* _Work item_
Extract the passage of the covid isolation post from "Unfortunately it meant" to "better for isolation.", copying it word for word.

* _Source text_
>>>

Isolation sober???

So last Monday I took a positive covid test and realised I’d had symptoms starting that weekend which I’d put down to hayfever and tiredness with being at my daughters footy tournament and the long drive/restless hotel sleep and grass.

So I was very lucky as it was just lie having a cold for 48 hours and loosing my sense of taste and smell, which in its self messed up my eating schedule and caused a problem for one of the days but really I can’t complain!

Unfortunately it meant I couldn’t go on our planned family trip- but now as other household members that are double jabbed or under 18 don’t have to isolate the rest of the family went with their auntie and this meant I had the house to myself which was better for isolation.

The first few days while I was unwell passed, although I had a real low when my two sisters started giving me shit about the isolation period- they had their facts wrong and were trying to imply I wasn’t following the rules, and I shouldn’t have let the family go (even though it’s is the guidelines now and they were all having negative lateral flows etc-they have all continued to be fine). Then someone else “told me off” for a work related thing- I introduced myself to someone when I took my daughter for a rehearsal at another company and got accused of “trying to promote my business through my daughter” or some shit….anyway it’s total school yard shit and people trying to monopolise conversations, but I’m so sensitive I take anything like this to heart and I just felt low to start, then missing the kids, and realising that I hadn’t really eaten that day- I was a mess.

<<<

* _Given records_

>>>

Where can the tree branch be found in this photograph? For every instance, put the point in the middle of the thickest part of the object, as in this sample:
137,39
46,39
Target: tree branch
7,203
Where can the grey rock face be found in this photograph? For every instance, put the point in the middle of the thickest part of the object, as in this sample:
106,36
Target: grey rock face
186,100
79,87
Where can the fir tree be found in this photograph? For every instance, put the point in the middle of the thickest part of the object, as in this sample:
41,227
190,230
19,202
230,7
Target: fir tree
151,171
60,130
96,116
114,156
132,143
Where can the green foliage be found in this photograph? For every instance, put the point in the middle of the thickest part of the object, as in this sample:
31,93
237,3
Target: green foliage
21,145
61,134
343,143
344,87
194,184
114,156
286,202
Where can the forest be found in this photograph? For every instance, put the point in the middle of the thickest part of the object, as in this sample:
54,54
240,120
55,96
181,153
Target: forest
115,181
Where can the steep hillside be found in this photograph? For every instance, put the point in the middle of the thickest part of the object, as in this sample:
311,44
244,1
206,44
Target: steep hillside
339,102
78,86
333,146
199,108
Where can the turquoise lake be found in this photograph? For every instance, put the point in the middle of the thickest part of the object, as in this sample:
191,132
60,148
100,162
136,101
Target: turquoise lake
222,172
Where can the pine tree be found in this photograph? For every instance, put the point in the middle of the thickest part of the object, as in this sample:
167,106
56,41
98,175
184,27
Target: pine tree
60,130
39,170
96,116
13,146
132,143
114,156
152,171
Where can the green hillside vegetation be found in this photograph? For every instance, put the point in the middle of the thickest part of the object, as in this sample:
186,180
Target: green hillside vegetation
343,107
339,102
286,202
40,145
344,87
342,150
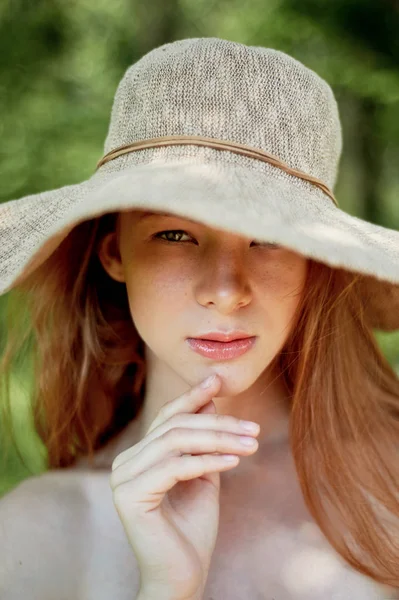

<<<

* _Response to the task_
Unfortunately it meant I couldn’t go on our planned family trip- but now as other household members that are double jabbed or under 18 don’t have to isolate the rest of the family went with their auntie and this meant I had the house to myself which was better for isolation.